_Data records_:

____

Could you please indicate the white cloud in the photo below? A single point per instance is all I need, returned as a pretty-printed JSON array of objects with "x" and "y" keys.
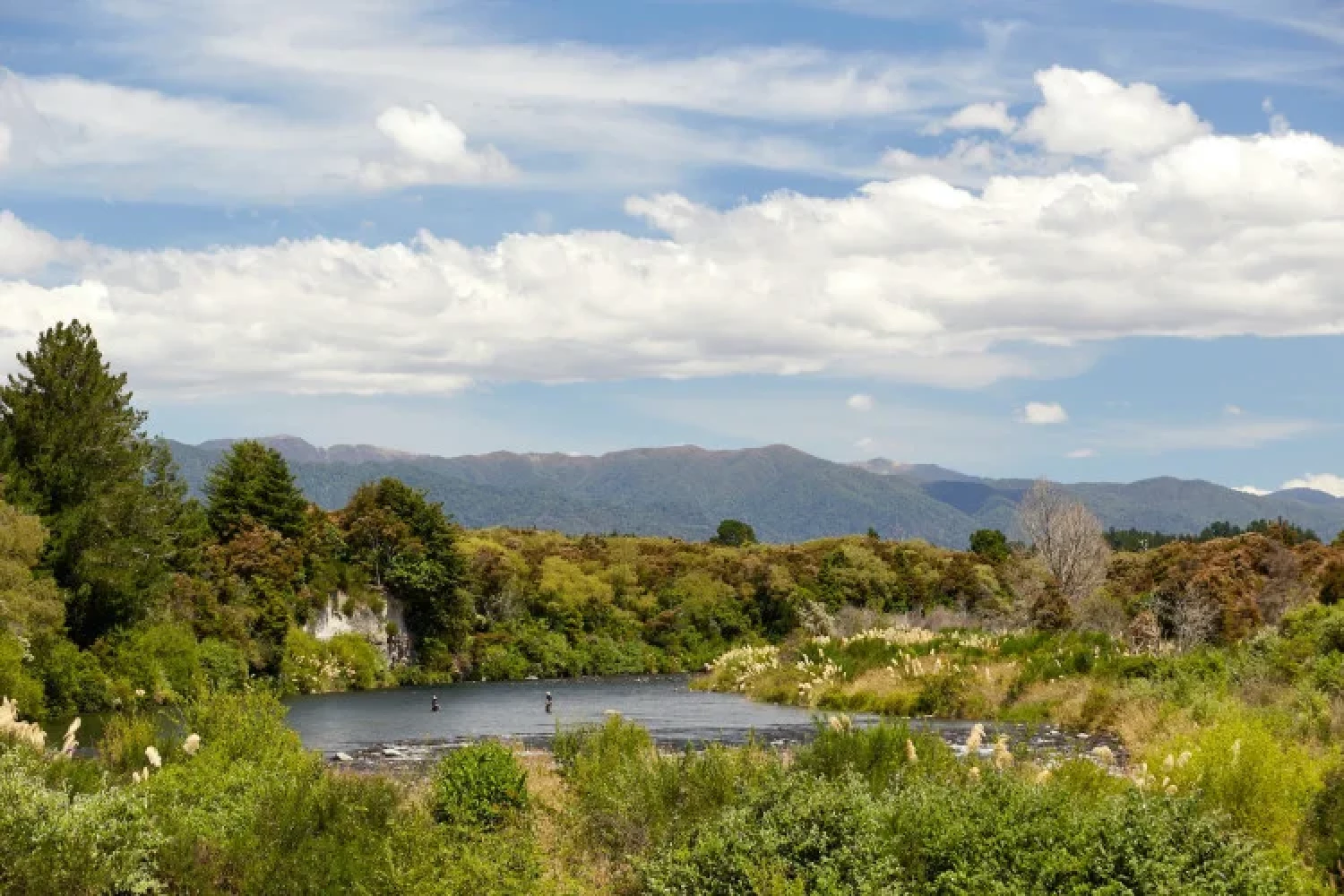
[
  {"x": 910, "y": 279},
  {"x": 859, "y": 402},
  {"x": 432, "y": 150},
  {"x": 981, "y": 116},
  {"x": 1086, "y": 113},
  {"x": 1043, "y": 414},
  {"x": 1327, "y": 482}
]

____

Take every entry and repeat it verbatim, minus the pictures.

_Output of the exercise_:
Could you please indicate the white cloud in the photo below? A single point per instance is all I need, returned as a pretty-printed JSON array of objects with "x" and "y" keys.
[
  {"x": 910, "y": 279},
  {"x": 859, "y": 402},
  {"x": 432, "y": 150},
  {"x": 981, "y": 116},
  {"x": 1086, "y": 113},
  {"x": 1043, "y": 414},
  {"x": 1327, "y": 482}
]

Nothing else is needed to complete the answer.